◆ **Description of the task**
Because the copy must hold no pictures, return the data below with all of its words intact.

Stored records:

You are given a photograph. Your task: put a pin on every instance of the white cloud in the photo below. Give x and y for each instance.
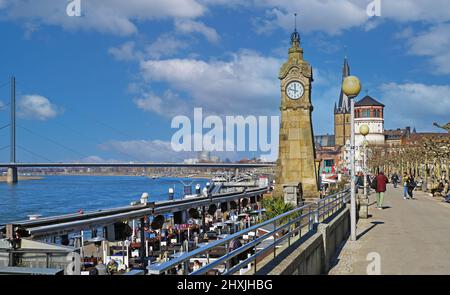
(169, 105)
(432, 11)
(434, 44)
(96, 159)
(37, 107)
(148, 150)
(328, 16)
(112, 16)
(190, 26)
(246, 83)
(416, 103)
(335, 16)
(165, 45)
(125, 52)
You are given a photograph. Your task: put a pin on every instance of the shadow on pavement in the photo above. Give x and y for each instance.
(374, 223)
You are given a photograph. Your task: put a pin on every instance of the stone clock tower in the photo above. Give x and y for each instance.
(296, 158)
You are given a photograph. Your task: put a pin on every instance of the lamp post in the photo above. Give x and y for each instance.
(364, 130)
(351, 87)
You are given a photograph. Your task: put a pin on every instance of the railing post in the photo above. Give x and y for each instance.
(316, 213)
(289, 231)
(310, 218)
(255, 260)
(274, 239)
(227, 263)
(186, 267)
(47, 259)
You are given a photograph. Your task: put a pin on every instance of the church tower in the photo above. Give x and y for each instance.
(296, 159)
(342, 112)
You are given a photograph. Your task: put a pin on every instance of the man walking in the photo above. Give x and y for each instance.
(395, 179)
(381, 188)
(405, 180)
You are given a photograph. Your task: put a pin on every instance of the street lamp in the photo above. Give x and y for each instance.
(352, 87)
(364, 130)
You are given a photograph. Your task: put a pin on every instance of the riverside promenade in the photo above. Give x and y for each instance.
(411, 237)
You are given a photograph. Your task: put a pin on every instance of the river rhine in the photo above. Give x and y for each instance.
(54, 195)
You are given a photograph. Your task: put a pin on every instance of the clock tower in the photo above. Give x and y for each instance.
(296, 158)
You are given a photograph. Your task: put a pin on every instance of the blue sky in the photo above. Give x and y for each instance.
(106, 85)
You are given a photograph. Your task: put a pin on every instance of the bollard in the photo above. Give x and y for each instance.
(171, 193)
(144, 198)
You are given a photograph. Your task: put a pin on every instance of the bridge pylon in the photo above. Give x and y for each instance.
(12, 176)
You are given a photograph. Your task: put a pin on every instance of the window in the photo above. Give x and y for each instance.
(329, 163)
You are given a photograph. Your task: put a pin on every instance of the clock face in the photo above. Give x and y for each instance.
(295, 90)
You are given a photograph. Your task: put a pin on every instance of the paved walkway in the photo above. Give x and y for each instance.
(410, 236)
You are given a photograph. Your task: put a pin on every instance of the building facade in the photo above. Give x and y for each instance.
(370, 112)
(296, 158)
(342, 112)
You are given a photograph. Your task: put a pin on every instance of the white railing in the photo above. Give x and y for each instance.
(273, 232)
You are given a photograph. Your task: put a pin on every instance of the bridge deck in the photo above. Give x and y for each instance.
(411, 236)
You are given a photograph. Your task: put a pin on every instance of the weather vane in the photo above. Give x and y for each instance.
(295, 21)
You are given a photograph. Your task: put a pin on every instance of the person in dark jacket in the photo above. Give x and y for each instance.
(395, 179)
(381, 188)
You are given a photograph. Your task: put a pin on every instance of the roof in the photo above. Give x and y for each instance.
(324, 140)
(368, 101)
(344, 103)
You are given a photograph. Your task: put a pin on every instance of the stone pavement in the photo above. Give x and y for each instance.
(410, 236)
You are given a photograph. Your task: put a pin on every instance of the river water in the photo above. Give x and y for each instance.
(54, 195)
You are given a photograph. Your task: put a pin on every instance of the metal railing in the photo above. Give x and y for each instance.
(273, 232)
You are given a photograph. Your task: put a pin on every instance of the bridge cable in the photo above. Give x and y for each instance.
(4, 84)
(98, 122)
(3, 107)
(5, 126)
(35, 154)
(80, 133)
(53, 141)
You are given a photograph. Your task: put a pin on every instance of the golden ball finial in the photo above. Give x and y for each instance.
(351, 86)
(364, 130)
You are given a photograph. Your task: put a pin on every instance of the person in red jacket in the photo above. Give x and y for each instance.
(381, 188)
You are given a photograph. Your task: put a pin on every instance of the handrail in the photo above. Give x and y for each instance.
(328, 204)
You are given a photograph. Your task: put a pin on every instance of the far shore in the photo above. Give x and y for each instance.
(38, 177)
(22, 178)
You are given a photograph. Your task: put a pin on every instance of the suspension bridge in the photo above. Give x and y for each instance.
(13, 165)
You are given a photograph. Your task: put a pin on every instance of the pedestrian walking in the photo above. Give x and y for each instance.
(381, 181)
(411, 186)
(395, 179)
(405, 186)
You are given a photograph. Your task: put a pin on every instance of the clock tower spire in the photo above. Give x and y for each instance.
(296, 157)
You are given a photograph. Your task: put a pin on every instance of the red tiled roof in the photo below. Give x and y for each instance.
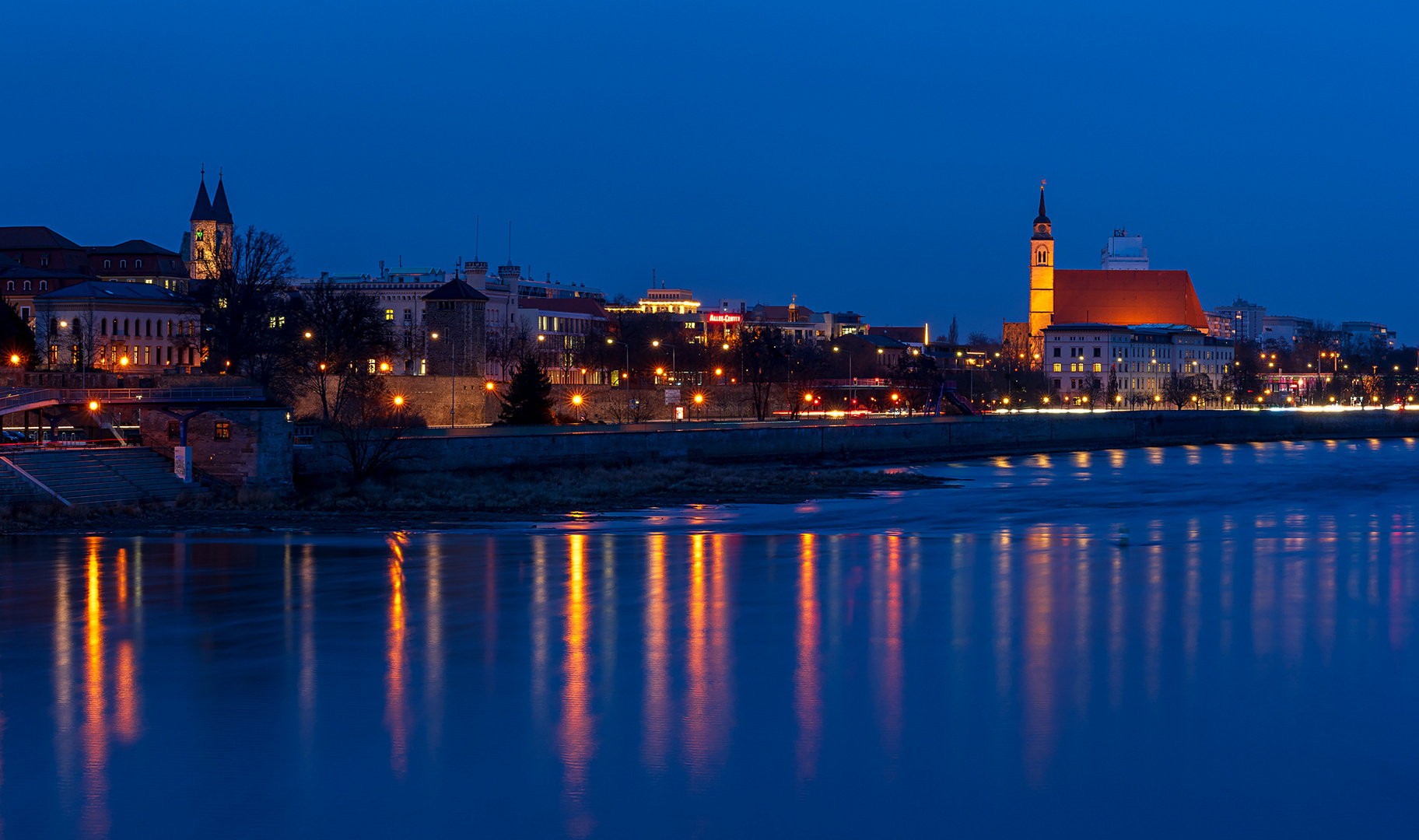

◆ **Task output**
You are given a photograph. Your task: put a pin on every instance of the white cloud in the photo below. Give x and y for each instance.
(169, 105)
(432, 11)
(434, 44)
(96, 159)
(37, 107)
(148, 150)
(328, 16)
(112, 16)
(190, 26)
(246, 83)
(416, 103)
(335, 16)
(165, 45)
(125, 52)
You are given a photograph. Your task: put a pin on every instance of the shadow on pavement in the photo above. Give x and y for each instance.
(374, 223)
You are given a photograph. Your task: put a pin on every instance of the stone clock tower in the photo above. Give x and y for each instance.
(296, 158)
You are given a photograph. Your task: put a pin on every instance of the lamp post in the photo above. Give x and y for each instance.
(364, 130)
(351, 87)
You are given a photograph. Your task: put a pin on every instance of the railing post in the photo above. Give x and y for each instance.
(316, 213)
(289, 231)
(310, 218)
(255, 260)
(274, 239)
(227, 263)
(186, 267)
(47, 259)
You are given a photograph. Your task: put a pin on every instance of the church tower in the photo above. Give x and y for each instance.
(296, 159)
(342, 112)
You are given a photograph. Your task: put a pin on every instance of the man walking in the photo above. Give x and y for each instance.
(395, 179)
(381, 188)
(405, 180)
You are given a photograph. Your task: put a pin on every instance of the street lamp in the photo above. Give x and y for each instance.
(352, 87)
(364, 130)
You are given a photograph. Your task: put a pin on every instance of the riverside promenade in the photo above. Give x and y for each instance.
(411, 237)
You are given a photograph. Your task: put a pin on every instance of the river rhine in the photo above. Give x and y for each instance.
(54, 195)
You are given a photograph. Your task: put a pin on every instance of the clock tower in the photo above. Give x and y for each instance.
(296, 158)
You are given a photograph. Your task: put a pin on every instance of the blue sky in the photo above. Give x and y for each instance.
(106, 85)
You are given a photograph. Your task: put a pin on every instance of the bollard in the photo above. Give x and y for each instance.
(171, 193)
(144, 198)
You are given a photograph. Your task: put a pin on every instance of the bridge pylon in the photo above. Give x and y for each instance.
(12, 176)
You are given a photograph. Your task: put a pin on every instance of the window in the photo above. Give x and y for each instance.
(329, 163)
You are given a photograph. Your task: put a pin on every instance of the clock face in the photo above. Give x and y for each instance.
(295, 90)
You are given a photograph. Your task: put a pin on every instance of the paved walkway in the photo above. Give x and y for each instance.
(410, 236)
You are given a photograph. Your task: put a pin on every instance of the building facade in the photo above. Give x and y for each instance.
(370, 112)
(296, 158)
(342, 112)
You are given a photograph. Your task: put a pin on every instance of the white railing in the photo above. Give x and y for each instance.
(273, 232)
You are given a photograph. Your task: put a pin on every instance of the bridge deck in the photo above. Give x and y for each instance.
(411, 236)
You are given a photograph. Your task: put a pin on every instance of the weather vane in the photo above. Give x and y for each instance.
(295, 21)
You are given a photograph. Your task: put a pin on every instance of the person in dark jacket in the photo above. Give x and y for each instance.
(395, 179)
(381, 188)
You are given a photograph. Your task: put a pin on every instance of the roof in the photo above. Give x and y for each instance.
(324, 140)
(368, 101)
(344, 103)
You are given a photograph. Your task: put a pin on every instance of the stone pavement in the photo above. Give x and y for each instance.
(410, 236)
You are given a photograph. Your task: put a pin on every instance of the river water in the photo above. Give x and y for each instance.
(54, 195)
You are given a photograph. Your task: put a pin on every instance of the metal railing in the photo above. Give x and y for each instance.
(273, 232)
You are given a photograph. Your task: put a pin on every instance of the bridge cable in the photo above. Give x and y for each instance.
(4, 84)
(98, 122)
(3, 107)
(5, 126)
(35, 154)
(80, 133)
(53, 141)
You are given a photograph. Your task: put a pin on every instance of the golden ball finial in the photo above. Give x and y for each instance.
(351, 86)
(364, 130)
You are given a photograph. Your task: put a pin on every instance of the person in red jacket in the photo above. Give x and y for each instance.
(381, 188)
You are given a photograph. Your task: put a pin on every instance of the handrail in the photo above. Give x and y for each instance.
(328, 204)
You are given a photograph. Your task: put a pin on every instance of the far shore in the photo above. Give x and y for each instance.
(38, 177)
(22, 178)
You are given a photograph. Your task: put a pin on every instance of the suspension bridge in the photo above. Give x and y for each instance.
(13, 165)
You are given a photograph. Your task: put a pin on every instance of the pedestrian walking in the photo above. Give x and y for each instance.
(381, 181)
(411, 186)
(395, 179)
(405, 186)
You are given a photograph. Your task: put a pin on every instance of the clock tower spire in the photo above. Give x and y for each instance.
(296, 157)
You are given a photograph. Your task: put a pin on every instance of the red tiled roof in the photo below. Give x and y for each instance.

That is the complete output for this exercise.